▸ **KUTIPAN YANG DIBERIKAN**:
Ismail, Inspirasi Hapus Diskriminasi

Jakarta, Kartunet.com – “Saya bukannya anti pijat. Tapi setelah punya tittle sarjana, bisa mencicipi perguruan tinggi, di mana saat itu merupakan hal istimewa bagi teman-teman tunanetra, lalu kenapa kita justru memilih pekerjaan yang sudah lumrah? Ini tidak akan bisa mengangkat harkat teman-teman tunanetra yang lain,” ujar Ismail Prawirakusuma, tunanetra pemilik Pesantren Takwimul Umah, Karawang.

 

Tunanetra memang masih sulit memperoleh pekerjaan. Ketidakpercayaan perusahaan membuat penyandang disabilitas netra tersingkir dari persaingan dunia kerja. Keinginan berwirausaha kerap kali terbentur oleh kurangnya keterampilan.  Akhirnya, meski sudah menjadi sarjana, banyak tunanetra yang tetap memilih profesi sebagai pemijat. Ismail yang saat itu tengah memasuki semester akhir perkuliahan pun memutar otak. Ia tidak ingin menapaki nasib yang sama dengan mayoritas tunanetra. Ia ingin agar saat lulus kuliah, telah memiliki keterampilan yang dapat digunakan untuk menopang hidup. Berkat proposal yang Ismail dan teman-temannya ajukan, serta dorongan Yayasan Mitra Netra, maka diselenggarakanlah pelatihan jurnalistik selama tiga bulan di Kantor Berita Antara pada tahun 2004.

 

Pasca pelatihan, Ismail mulai berkarya. Dengan keterbatasan pengelihatan yang disandangnya, ia tetap percaya diri menjalani profesi baru sebagai wartawan. Dengan didampingi fotografer, Ismail memburu berita untuk sebuah media; Mitra Netra Online. Beberapa orang berpengaruh pun sempat ia wawancarai, salah satunya Agum Gumelar yang saat itu menjabat sebagai Menteri Perhubungan. Menurut Ismail, Agum Gumelar terkejut dengan kehadirannya. Bagaimana tidak, Ismail adalah satu-satunya wartawan yang menyambangi pejabat negara tersebut seraya membawa tongkat putih dan digandeng oleh fotografer.  “Oh, ada ya wartawan kayak begini?” Ismail tergelak saat menirukan tuturan Agum Gumelar saat itu.

 

Pada hari yang sama, Ismail pun mengalami pengalaman unik lainnya. Setelah wawancaranya dengan Agum Gumelar berakhir, rekan-rekan wartawan dari media lain mengerumuni dirinya. Mereka meminta Ismail menjadi narasumber berita mereka. Tentu saja Ismail keheranan. Ternyata, wartawan-wartaawan itu ingin mengangkat profil Ismail sebagai wartawan tunanetra. “Waduh, ini mah jeruk makan jeruk namanya,” sekali lagi Ismail tertawa.

▸ **TUJUAN LATIHAN**: Salin kata demi kata seluruh bagian artikel tentang Ismail di atas, mulai dari "Jakarta, Kartunet.com –" terus ke bawah hingga "Takwimul Umah, Karawang.".

▸ **CUPLIKAN KUMPULAN DATA**:
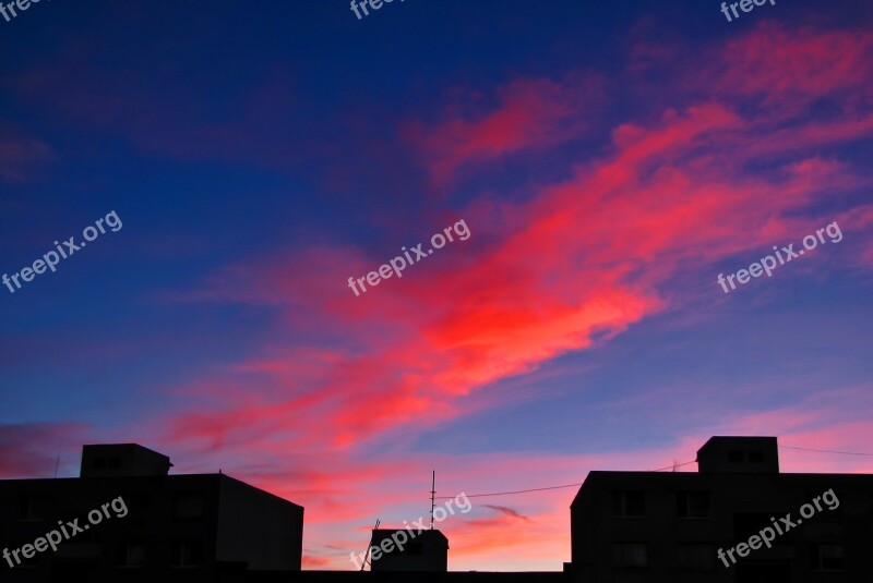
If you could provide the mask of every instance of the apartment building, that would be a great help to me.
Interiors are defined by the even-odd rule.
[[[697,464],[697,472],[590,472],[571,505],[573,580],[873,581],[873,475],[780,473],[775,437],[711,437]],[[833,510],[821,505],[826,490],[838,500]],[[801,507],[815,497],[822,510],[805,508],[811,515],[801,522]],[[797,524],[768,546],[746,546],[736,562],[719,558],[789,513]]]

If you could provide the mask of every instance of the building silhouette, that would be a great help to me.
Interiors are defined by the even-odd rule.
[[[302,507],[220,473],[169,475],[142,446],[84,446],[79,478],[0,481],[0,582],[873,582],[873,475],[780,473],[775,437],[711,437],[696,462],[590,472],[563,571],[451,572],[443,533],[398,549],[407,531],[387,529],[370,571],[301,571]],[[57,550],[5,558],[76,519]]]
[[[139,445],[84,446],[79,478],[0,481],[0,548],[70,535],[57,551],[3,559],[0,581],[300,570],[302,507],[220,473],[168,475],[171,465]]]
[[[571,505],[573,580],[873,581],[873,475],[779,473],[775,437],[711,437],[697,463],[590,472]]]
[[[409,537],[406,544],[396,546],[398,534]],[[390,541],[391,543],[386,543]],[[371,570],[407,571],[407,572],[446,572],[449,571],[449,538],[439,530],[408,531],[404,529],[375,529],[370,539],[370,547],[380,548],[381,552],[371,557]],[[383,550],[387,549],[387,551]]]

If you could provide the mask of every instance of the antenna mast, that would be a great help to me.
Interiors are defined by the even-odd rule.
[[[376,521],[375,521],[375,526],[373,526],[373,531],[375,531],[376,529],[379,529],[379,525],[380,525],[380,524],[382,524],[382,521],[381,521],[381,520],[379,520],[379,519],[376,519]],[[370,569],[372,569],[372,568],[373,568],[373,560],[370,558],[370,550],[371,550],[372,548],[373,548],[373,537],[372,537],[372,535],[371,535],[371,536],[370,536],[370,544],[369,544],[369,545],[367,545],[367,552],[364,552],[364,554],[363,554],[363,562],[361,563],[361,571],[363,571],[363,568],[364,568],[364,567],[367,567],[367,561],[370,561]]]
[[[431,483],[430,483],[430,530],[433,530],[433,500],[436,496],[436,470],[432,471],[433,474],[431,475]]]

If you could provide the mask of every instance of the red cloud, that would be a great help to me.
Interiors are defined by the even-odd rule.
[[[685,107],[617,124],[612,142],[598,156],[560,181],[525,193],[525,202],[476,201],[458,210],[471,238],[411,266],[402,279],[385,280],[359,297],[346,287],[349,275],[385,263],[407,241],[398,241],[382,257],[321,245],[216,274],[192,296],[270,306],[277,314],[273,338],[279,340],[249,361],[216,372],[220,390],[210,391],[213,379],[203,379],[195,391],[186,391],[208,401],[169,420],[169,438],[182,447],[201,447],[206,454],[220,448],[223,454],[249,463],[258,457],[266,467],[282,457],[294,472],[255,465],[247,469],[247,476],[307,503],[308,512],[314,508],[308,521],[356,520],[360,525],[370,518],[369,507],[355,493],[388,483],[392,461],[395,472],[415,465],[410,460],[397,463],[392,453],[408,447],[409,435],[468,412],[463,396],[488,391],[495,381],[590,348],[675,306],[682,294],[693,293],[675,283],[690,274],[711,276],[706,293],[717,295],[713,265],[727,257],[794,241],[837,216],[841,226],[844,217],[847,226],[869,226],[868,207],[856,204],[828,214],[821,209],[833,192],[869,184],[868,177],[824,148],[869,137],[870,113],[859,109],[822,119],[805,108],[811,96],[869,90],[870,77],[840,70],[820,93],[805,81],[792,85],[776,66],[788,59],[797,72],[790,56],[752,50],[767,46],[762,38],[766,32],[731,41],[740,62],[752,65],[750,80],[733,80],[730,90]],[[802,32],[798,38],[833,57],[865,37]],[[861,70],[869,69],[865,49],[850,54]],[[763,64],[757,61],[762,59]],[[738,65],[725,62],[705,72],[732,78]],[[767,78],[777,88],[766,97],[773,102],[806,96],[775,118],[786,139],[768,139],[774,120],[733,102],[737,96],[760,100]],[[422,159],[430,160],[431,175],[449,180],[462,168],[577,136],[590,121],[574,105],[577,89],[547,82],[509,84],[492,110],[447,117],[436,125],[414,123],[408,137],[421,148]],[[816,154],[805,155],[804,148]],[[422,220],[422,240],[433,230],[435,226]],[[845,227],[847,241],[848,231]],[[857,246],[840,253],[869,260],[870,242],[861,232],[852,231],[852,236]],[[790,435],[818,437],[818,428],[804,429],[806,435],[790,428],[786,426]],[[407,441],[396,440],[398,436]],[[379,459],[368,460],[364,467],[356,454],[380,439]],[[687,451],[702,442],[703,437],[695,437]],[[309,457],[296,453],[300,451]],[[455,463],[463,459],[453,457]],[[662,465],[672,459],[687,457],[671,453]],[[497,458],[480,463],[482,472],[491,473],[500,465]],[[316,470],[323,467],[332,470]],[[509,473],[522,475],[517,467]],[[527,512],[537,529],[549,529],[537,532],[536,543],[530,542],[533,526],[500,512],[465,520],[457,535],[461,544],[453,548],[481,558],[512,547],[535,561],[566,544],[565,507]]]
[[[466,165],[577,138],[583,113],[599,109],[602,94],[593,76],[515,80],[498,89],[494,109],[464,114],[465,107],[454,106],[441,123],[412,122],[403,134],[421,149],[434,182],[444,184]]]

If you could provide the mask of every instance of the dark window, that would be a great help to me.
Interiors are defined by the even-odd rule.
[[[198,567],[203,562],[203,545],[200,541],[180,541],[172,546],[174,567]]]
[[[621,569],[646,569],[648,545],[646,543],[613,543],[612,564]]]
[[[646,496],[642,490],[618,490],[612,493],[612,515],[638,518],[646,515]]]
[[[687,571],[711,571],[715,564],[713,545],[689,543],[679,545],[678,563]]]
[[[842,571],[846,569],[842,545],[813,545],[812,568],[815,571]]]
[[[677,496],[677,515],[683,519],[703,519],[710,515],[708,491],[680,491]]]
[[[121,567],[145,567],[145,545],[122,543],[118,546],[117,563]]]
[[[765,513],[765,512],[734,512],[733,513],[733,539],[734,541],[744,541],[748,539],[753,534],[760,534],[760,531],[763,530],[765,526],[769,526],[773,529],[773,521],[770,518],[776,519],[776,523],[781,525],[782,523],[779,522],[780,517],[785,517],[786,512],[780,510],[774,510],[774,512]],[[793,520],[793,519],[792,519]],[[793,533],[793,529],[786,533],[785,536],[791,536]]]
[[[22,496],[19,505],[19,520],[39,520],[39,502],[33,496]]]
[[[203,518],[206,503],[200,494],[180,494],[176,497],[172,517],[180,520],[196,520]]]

▸ **JAWABAN LATIHAN**:
Jakarta, Kartunet.com – “Saya bukannya anti pijat. Tapi setelah punya tittle sarjana, bisa mencicipi perguruan tinggi, di mana saat itu merupakan hal istimewa bagi teman-teman tunanetra, lalu kenapa kita justru memilih pekerjaan yang sudah lumrah? Ini tidak akan bisa mengangkat harkat teman-teman tunanetra yang lain,” ujar Ismail Prawirakusuma, tunanetra pemilik Pesantren Takwimul Umah, Karawang.